▸ **Supplied text**:
Wednesday, March 28, 2012

Morning After

I hate fighting with myself.

No. I don't mean battling it out with my conscience. I don't mean trying to stifle that voice in the back of my head as I overindulge on one sin or another.

I mean honest fighting. Low voices that cut like razors to make sure the girls don't wake up as we square off in the mansion. I'm the patient aspect and even I sneer my lip when I see one of the other two. We're not divided like Anann. There's no actual separation of women here. It's all window dressing, shifts of dominant personality types to make us seem like we're different when we're still the exact same person.

And right now, I don't like who I see in the mirror. Down the hall. Crooning to the children. Cuddled up tight on the couch. It would be easier if I was still one physical aspect. That way I could avoid catching my own eyes and feeling the shame bubble up inside.

It will fade. Soon. The Morrigan may be the highest maintenance spouse to ever exist... Seriously, spiders in my shower when I let the water heater run out on one of her showers ... not that I did so deliberately to hear her shriek. Look, she married the sidhe, she's supposed to deal with whimsical acts of torture and merriment. It was in our contract.

Gods.

Look, where was I? Oh. Right. She's a pain in my ass ... but she's there when it counts with a variant of tough love and bolstering my reassurances by inviting over Welsh Princesses with huge (fake) breasts and proceeding to fawn over me instead, only giving our guest the proper amount of hospitality. She also did it because when I'm jealous, she gets laid.

I've mentioned that she's very self-serving, right?

Anyway. I'm still trying to process what happened right after the Keepers ... ugh. The Formorians -- damn it. They have me calling them by their whitewashed name now. The FORMORIANS shattered the dreamscape, throwing all of us back into reality. Right when we promised to give Hypnos a seed to symbolize our apologies for the insanity we pulled back in Hades.

▸ **Collected material**:
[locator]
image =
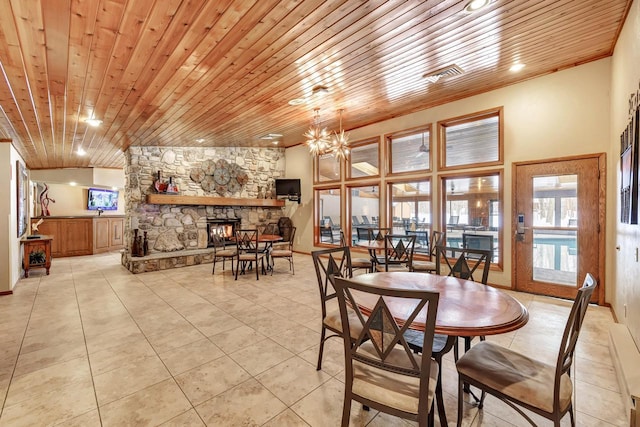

▸ **Work order 1**:
Transcribe the "Morning After" post from "No. I don't" up to and including "bubble up inside.".
▸ **Work order 2**:
In one to three sentences, explain why the "Morning After" post says it would be easier to still be one physical aspect.

▸ **Your solution 1**:
No. I don't mean battling it out with my conscience. I don't mean trying to stifle that voice in the back of my head as I overindulge on one sin or another.

I mean honest fighting. Low voices that cut like razors to make sure the girls don't wake up as we square off in the mansion. I'm the patient aspect and even I sneer my lip when I see one of the other two. We're not divided like Anann. There's no actual separation of women here. It's all window dressing, shifts of dominant personality types to make us seem like we're different when we're still the exact same person.

And right now, I don't like who I see in the mirror. Down the hall. Crooning to the children. Cuddled up tight on the couch. It would be easier if I was still one physical aspect. That way I could avoid catching my own eyes and feeling the shame bubble up inside.

▸ **Your solution 2**:
As one physical aspect, the writer could avoid catching their own eyes and feeling the shame bubble up inside.